[WRITTEN INSTRUCTION]: Can you recast the entries below, from the line with "# point at: document" to the line with "x=524, y=237", as a Markdown table with the columns Row and Line? Number each row, include both end lines, and leave out blank lines.
++++
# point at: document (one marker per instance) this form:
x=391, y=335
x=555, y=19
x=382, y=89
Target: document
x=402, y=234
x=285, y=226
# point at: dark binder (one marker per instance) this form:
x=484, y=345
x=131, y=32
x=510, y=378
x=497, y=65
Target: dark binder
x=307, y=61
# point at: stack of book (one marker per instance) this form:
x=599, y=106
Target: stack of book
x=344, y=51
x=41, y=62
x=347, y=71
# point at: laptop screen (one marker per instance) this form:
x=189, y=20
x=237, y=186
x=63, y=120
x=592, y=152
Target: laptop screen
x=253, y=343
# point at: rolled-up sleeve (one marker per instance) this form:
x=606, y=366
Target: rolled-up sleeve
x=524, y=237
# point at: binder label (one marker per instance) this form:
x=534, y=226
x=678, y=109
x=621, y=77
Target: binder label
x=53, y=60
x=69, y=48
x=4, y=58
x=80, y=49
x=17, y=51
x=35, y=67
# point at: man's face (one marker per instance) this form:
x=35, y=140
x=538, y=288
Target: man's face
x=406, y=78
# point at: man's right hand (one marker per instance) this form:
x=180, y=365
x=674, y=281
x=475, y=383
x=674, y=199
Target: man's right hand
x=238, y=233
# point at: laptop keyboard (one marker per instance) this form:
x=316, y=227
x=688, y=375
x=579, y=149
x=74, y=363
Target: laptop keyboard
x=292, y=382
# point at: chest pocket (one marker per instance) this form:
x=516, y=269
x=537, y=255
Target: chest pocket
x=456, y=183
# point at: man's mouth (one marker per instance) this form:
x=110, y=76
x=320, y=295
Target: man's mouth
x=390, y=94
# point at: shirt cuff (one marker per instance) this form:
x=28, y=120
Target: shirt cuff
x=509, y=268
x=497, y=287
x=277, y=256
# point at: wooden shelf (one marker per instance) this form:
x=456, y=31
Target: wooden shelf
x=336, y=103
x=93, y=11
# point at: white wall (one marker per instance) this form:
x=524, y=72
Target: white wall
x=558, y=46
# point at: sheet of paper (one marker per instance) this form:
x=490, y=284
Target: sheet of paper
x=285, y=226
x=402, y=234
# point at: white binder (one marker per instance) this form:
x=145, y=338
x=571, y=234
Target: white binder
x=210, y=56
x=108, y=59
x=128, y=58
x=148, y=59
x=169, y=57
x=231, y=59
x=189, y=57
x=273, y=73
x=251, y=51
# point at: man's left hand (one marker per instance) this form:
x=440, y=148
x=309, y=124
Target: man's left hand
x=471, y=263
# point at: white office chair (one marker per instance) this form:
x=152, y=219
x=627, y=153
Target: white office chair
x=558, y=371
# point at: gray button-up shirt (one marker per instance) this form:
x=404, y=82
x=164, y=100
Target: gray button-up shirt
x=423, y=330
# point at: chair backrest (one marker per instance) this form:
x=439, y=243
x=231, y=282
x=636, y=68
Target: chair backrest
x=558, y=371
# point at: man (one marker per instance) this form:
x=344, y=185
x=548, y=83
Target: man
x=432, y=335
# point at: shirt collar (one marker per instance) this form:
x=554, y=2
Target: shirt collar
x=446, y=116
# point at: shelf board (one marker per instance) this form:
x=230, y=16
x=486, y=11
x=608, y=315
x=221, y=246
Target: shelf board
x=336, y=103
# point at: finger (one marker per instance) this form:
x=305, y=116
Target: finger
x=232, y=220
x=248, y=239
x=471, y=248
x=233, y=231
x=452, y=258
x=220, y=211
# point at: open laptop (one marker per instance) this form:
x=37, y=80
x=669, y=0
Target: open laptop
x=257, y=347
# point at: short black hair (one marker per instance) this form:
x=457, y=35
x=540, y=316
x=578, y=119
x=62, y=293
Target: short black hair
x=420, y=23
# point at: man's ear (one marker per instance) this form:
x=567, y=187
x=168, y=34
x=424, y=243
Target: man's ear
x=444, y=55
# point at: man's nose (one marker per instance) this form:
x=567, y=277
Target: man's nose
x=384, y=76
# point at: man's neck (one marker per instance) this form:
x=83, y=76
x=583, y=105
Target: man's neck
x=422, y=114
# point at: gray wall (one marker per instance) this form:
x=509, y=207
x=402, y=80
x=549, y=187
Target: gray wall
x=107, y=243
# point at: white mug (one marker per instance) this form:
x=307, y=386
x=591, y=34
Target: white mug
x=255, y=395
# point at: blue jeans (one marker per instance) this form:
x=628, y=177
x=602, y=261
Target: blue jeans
++++
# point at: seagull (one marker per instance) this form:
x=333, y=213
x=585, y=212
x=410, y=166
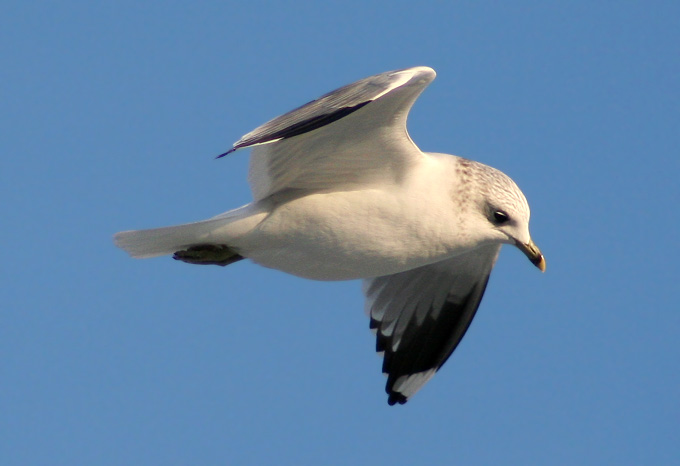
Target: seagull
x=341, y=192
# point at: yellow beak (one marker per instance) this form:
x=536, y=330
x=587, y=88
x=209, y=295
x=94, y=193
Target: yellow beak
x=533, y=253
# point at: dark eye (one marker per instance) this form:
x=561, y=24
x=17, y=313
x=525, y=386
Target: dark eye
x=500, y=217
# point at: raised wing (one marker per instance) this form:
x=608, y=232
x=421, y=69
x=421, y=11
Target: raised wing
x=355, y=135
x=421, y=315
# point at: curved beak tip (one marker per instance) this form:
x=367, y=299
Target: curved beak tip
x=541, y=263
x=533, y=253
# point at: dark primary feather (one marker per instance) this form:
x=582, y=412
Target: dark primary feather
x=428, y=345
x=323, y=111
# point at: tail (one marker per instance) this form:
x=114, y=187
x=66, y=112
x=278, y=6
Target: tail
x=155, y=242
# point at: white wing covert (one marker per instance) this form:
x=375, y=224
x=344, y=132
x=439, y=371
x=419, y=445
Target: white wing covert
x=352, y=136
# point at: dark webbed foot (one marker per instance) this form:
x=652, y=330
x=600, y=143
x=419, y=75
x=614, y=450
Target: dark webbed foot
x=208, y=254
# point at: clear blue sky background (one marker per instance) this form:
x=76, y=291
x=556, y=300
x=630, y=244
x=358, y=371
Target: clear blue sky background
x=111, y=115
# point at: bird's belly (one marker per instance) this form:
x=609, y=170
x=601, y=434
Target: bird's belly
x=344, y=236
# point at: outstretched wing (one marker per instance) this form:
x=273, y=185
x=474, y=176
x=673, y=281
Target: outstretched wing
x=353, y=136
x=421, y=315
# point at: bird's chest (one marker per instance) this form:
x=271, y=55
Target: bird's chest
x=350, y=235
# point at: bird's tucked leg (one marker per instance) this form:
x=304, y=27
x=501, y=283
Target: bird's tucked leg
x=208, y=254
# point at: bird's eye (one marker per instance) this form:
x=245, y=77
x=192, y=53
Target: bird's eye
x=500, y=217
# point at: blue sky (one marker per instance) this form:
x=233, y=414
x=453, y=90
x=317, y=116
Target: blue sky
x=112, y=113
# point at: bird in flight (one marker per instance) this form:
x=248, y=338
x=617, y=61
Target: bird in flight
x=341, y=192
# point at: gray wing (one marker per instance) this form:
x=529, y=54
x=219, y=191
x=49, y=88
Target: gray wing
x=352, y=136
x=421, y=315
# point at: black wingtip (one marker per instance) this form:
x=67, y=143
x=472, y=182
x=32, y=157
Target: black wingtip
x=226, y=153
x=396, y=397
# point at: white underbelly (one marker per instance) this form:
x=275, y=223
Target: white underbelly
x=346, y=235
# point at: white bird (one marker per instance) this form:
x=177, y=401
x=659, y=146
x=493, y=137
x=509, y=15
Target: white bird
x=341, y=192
++++
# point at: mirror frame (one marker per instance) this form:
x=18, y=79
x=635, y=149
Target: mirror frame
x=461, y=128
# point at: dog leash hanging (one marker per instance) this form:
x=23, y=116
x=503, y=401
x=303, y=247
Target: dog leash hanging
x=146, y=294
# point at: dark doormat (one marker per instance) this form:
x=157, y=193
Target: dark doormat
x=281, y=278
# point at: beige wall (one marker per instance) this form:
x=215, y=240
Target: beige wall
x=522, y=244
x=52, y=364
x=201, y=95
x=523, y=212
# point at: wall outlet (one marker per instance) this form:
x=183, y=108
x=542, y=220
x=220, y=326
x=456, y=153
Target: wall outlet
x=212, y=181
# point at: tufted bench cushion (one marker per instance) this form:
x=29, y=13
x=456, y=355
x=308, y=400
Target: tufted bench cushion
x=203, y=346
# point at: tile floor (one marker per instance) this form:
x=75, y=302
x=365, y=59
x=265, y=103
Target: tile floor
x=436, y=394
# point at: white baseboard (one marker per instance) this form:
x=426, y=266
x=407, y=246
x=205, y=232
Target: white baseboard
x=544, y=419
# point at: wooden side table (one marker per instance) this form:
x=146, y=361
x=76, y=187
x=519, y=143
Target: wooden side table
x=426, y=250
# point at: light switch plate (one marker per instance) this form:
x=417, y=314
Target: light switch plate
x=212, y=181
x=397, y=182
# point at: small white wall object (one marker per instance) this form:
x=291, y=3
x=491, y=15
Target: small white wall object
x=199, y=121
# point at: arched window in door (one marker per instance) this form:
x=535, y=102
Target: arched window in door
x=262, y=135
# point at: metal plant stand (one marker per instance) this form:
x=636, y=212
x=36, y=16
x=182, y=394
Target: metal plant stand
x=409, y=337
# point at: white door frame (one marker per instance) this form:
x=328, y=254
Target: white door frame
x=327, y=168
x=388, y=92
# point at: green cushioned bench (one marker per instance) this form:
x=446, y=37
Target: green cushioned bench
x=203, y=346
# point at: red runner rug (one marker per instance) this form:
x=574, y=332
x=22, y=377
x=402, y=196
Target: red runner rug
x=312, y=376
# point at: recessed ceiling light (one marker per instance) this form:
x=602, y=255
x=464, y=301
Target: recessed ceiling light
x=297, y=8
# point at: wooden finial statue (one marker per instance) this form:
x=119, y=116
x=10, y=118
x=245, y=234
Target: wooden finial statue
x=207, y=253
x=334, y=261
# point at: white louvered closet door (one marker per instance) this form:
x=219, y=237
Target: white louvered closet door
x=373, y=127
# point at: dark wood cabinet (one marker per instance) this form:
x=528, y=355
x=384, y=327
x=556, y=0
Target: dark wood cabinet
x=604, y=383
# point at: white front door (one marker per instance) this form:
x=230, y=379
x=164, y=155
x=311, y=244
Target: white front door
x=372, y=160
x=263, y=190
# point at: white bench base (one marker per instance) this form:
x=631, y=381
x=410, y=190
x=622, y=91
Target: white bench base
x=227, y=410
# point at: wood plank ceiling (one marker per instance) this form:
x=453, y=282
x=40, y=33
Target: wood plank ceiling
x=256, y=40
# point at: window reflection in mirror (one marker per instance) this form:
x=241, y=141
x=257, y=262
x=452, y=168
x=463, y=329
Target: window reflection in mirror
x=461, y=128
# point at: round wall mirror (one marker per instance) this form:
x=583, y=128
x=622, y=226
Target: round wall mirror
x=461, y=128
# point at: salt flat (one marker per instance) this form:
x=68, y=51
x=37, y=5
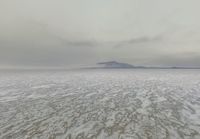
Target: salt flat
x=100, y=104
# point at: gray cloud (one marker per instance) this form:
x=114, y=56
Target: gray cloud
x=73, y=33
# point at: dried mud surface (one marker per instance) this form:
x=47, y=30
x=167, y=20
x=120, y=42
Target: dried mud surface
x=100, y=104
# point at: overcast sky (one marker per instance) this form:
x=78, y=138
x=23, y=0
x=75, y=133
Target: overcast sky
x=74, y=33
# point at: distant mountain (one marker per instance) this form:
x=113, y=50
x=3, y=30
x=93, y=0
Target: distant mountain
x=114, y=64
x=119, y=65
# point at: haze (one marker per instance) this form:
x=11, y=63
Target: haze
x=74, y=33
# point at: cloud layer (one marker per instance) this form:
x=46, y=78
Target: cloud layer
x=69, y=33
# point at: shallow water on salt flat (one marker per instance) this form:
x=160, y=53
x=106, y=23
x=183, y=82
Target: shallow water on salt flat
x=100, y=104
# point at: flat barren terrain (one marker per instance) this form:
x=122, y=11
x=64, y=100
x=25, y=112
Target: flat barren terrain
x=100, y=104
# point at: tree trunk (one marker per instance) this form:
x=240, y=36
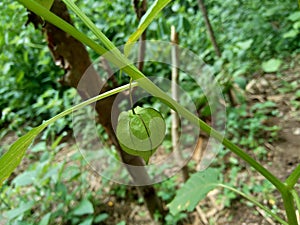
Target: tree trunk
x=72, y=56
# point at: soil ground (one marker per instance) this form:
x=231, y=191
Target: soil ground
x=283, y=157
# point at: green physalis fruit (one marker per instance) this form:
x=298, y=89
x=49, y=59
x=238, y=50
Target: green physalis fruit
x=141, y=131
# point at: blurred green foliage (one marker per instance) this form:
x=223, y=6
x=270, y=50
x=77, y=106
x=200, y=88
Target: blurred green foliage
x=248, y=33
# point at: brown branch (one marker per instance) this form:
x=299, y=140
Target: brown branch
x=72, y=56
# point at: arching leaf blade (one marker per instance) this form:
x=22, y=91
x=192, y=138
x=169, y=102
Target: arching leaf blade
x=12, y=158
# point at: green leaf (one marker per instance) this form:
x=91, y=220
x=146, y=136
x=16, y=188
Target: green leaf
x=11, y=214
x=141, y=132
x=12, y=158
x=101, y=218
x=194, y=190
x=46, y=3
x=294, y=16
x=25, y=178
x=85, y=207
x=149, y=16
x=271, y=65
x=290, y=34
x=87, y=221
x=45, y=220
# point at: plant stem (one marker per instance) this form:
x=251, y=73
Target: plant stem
++++
[RESPONSE]:
| Row | Line |
|---|---|
| 1 | # point at: document (one marker per instance) this form: |
| 2 | x=391, y=335 |
| 3 | x=555, y=19 |
| 4 | x=382, y=89 |
| 5 | Target: document |
| 6 | x=402, y=234 |
| 7 | x=285, y=226 |
| 8 | # point at: dark binder (one marker per instance) this form: |
| 9 | x=484, y=345 |
| 10 | x=131, y=32 |
| 11 | x=510, y=378 |
| 12 | x=497, y=65 |
| 13 | Target: dark binder |
| 14 | x=307, y=61 |
| 15 | # point at: stack of book (one marker per instance) this form: |
| 16 | x=599, y=106 |
| 17 | Target: stack of book |
| 18 | x=344, y=51 |
| 19 | x=41, y=62 |
| 20 | x=347, y=71 |
| 21 | # point at: laptop screen (one marker per instance) this form: |
| 22 | x=189, y=20 |
| 23 | x=237, y=186 |
| 24 | x=63, y=120 |
| 25 | x=592, y=152 |
| 26 | Target: laptop screen |
| 27 | x=253, y=343 |
| 28 | # point at: rolled-up sleeve (one marker per instance) this form: |
| 29 | x=606, y=366 |
| 30 | Target: rolled-up sleeve |
| 31 | x=524, y=237 |